Today I don’t feel like writing at all. It’s been a tough week.
Although I usually try to say something about mental health in general, bipolar disorder specifically, something relevant that caught my eye in the news, or a piece of my past that might be interesting or informative, today I can’t.
I’m very depressed. Or feeling sorry for myself. Sometimes I can’t tell the difference.
There’s a convention in July that I would really, REALLY like to go to. I could see many friends, including one I haven’t seen in literally years and have been fearing I may not have the chance to again (maybe irrational thinking, maybe not). I would have intellectual stimulation, friend, parties, laughs, all sorts of fun available to me.
And I can’t go.
Some of the reasons are practical. We can’t afford it. My husband has to work. Driving that far and carrying luggage would trigger back pain and the walking required would rapidly exhaust me. If I went, I might well spend much of my time flat on my back in a hotel room, wiped out or communing with Vicodin.
The other reasons I can’t go have to do with my mental disorders. I barely leave the house as it is, except for doctor and therapist appointments. A day with a few simple errands uses up every spoon I have and sometimes the next day’s as well.
But mostly, it’s my over-sensitivity to the crowds and the noise. I can’t tolerate either one for more than a few minutes without a panic attack or a meltdown. Neither of which is pretty and neither of which would add to my enjoyment of the convention, or anyone else’s, for that matter.
I’m now thinking about all the things I can no longer do for physical or mental reasons. My therapist would tell me to look at how far I’ve come – all the things I can do now that I couldn’t do a few years ago, like write a blog and maintain a goal of posting weekly.
She’s right, of course, but for now I just need to go back to bed, and try again to accomplish something after a nap.

EXERCISES:
- A) In the blog post, swap "hotel room" for "motel room" in the stretch that begins at "There’s a convention" and stops after "communing with Vicodin.".
- B) Answer these questions from the blog post:
(i) In what month is the convention held?
(ii) Besides doctor appointments, what appointments does the writer leave the house for?
(iii) What blogging goal does the writer maintain?

DATA SECTION:
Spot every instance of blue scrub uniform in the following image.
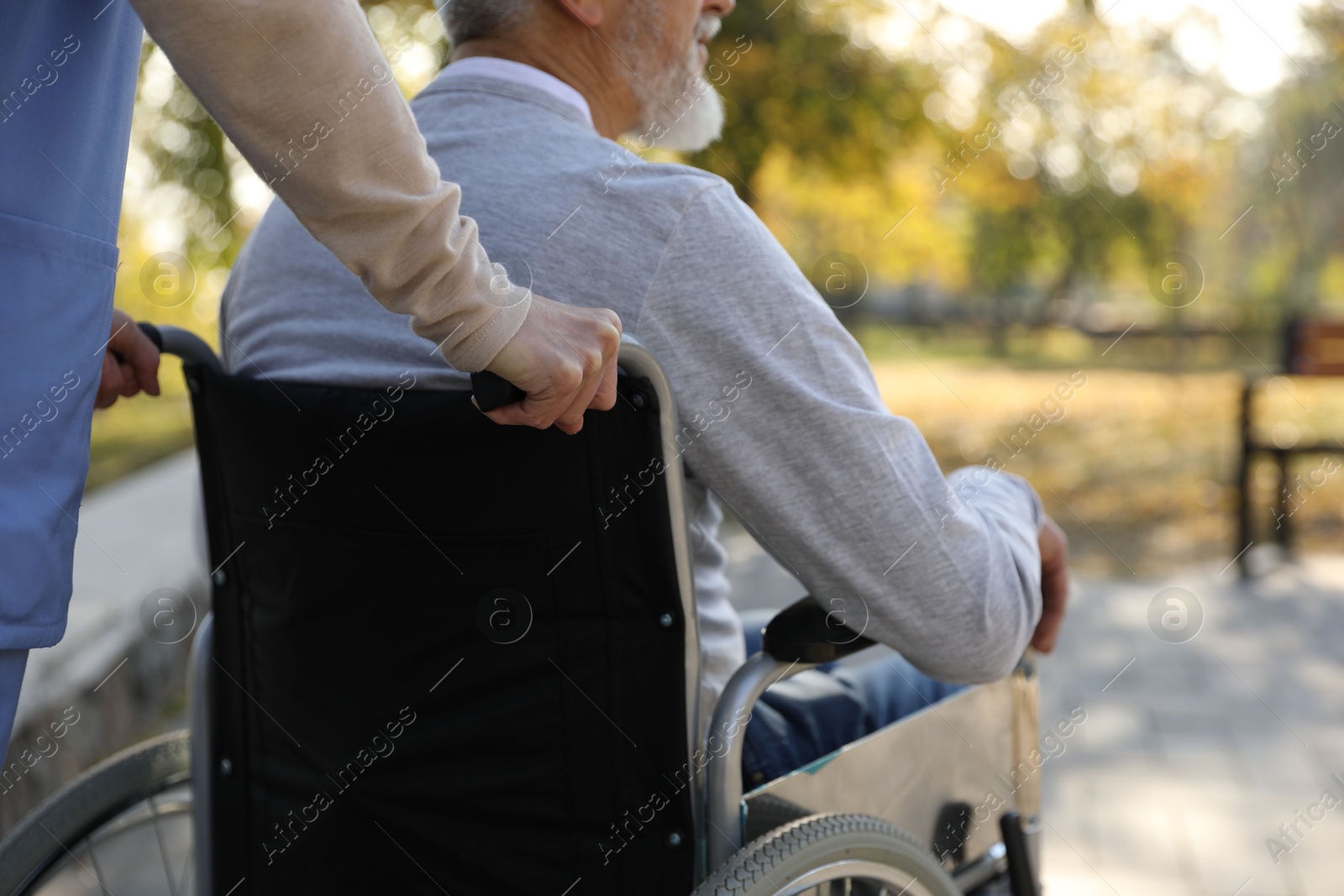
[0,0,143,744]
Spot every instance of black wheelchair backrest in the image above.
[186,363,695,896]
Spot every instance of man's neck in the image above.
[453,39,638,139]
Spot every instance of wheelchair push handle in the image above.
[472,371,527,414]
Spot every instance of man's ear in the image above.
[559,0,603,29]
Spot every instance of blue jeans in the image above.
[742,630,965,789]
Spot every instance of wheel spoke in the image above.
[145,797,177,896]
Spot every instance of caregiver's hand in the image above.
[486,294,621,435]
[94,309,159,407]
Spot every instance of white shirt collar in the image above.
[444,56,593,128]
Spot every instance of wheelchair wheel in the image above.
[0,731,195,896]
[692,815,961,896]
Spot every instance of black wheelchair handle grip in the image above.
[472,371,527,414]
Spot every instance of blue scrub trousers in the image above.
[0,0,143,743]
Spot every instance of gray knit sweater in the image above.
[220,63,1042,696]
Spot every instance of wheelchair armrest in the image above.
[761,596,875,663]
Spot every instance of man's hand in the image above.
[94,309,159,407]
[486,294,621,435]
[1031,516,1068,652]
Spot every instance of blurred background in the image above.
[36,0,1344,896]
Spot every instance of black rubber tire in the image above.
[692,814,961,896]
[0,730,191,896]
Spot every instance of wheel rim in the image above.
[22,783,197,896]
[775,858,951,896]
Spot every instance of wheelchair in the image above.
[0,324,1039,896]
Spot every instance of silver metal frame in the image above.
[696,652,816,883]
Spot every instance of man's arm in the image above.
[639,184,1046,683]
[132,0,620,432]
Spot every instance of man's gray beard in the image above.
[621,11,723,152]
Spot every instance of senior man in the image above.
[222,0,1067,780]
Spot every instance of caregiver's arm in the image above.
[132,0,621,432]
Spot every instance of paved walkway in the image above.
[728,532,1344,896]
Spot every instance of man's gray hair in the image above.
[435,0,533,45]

---

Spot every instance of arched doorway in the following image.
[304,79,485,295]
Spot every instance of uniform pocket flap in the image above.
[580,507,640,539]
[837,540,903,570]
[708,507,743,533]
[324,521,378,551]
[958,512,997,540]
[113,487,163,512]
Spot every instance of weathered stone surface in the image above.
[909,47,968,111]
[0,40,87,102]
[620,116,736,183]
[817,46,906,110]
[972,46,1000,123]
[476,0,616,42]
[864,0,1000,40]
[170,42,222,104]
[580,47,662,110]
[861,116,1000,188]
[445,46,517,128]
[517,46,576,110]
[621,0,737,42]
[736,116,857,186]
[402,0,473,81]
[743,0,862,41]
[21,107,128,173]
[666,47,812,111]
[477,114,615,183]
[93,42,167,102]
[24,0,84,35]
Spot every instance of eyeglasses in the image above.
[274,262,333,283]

--

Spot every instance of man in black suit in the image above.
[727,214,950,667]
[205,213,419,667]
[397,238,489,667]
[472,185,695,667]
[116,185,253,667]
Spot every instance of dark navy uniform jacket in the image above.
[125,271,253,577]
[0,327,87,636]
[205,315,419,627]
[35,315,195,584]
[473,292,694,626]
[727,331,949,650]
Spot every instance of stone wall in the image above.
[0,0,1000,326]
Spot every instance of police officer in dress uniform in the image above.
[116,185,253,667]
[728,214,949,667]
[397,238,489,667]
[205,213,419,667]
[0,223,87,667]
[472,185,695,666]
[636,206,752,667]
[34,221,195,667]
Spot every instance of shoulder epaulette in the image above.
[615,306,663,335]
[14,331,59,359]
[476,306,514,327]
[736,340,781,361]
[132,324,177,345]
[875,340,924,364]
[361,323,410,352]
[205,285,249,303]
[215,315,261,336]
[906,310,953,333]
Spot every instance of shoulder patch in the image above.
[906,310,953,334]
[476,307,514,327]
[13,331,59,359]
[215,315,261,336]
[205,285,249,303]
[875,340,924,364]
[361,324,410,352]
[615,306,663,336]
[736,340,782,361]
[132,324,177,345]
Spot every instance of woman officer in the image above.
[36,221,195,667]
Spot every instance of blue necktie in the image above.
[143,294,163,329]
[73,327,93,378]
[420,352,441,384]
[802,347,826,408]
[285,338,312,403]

TASK-BY-TASK ANSWERS:
- A)
There’s a convention in July that I would really, REALLY like to go to. I could see many friends, including one I haven’t seen in literally years and have been fearing I may not have the chance to again (maybe irrational thinking, maybe not). I would have intellectual stimulation, friend, parties, laughs, all sorts of fun available to me.
And I can’t go.
Some of the reasons are practical. We can’t afford it. My husband has to work. Driving that far and carrying luggage would trigger back pain and the walking required would rapidly exhaust me. If I went, I might well spend much of my time flat on my back in a motel room, wiped out or communing with Vicodin.

- B)
(i) July
(ii) Therapist appointments
(iii) Posting weekly